Which lines of the data include the string "standing"? List them all.

INFORMATION SUPPLIED:
--- START ---
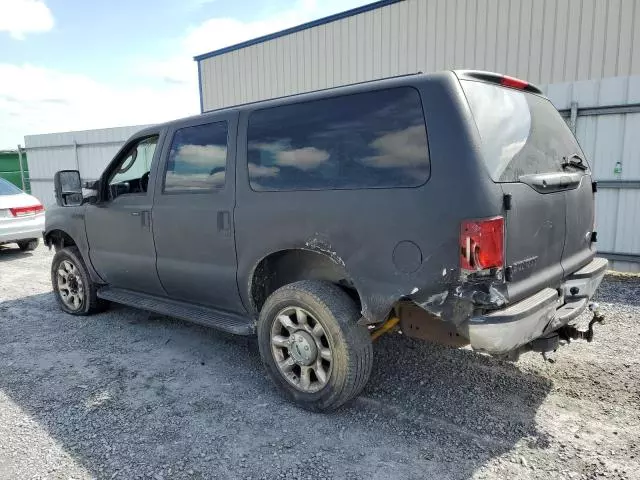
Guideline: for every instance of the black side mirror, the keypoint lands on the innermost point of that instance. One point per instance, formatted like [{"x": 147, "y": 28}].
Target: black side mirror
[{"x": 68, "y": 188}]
--- END ---
--- START ---
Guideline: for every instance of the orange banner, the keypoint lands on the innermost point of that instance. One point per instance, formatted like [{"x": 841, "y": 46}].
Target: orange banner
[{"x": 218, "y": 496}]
--- END ---
--- START ---
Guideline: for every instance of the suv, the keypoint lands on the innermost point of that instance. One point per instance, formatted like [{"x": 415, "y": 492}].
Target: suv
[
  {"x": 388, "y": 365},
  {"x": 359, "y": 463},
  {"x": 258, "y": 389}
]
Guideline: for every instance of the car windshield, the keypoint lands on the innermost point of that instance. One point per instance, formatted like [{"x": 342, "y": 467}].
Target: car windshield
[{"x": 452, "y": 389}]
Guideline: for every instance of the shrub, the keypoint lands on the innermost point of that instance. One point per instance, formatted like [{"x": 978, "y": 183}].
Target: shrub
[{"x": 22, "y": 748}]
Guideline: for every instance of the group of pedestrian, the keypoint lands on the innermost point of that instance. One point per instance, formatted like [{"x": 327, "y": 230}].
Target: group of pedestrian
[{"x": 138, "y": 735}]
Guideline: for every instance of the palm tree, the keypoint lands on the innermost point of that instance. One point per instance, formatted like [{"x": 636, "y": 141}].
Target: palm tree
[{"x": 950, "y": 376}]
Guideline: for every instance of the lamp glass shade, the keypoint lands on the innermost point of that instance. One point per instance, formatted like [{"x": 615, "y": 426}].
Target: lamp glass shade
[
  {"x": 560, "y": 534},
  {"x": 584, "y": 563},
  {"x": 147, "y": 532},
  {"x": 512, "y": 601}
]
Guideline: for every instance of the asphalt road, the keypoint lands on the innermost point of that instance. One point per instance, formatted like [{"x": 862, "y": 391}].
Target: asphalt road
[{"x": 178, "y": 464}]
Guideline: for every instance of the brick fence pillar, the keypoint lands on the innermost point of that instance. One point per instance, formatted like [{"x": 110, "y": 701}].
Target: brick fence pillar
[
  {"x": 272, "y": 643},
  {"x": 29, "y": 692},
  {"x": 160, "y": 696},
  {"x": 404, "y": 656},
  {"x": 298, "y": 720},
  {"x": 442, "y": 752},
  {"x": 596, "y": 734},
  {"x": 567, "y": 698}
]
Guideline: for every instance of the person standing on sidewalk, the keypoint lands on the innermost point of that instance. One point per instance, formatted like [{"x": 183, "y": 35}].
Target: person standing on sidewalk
--- END ---
TASK SOLUTION:
Guideline: for every instance of the person standing on sidewalk, the keypoint lands on the innermost point of that instance. One point per instance, formatted like [{"x": 183, "y": 35}].
Target: person standing on sidewalk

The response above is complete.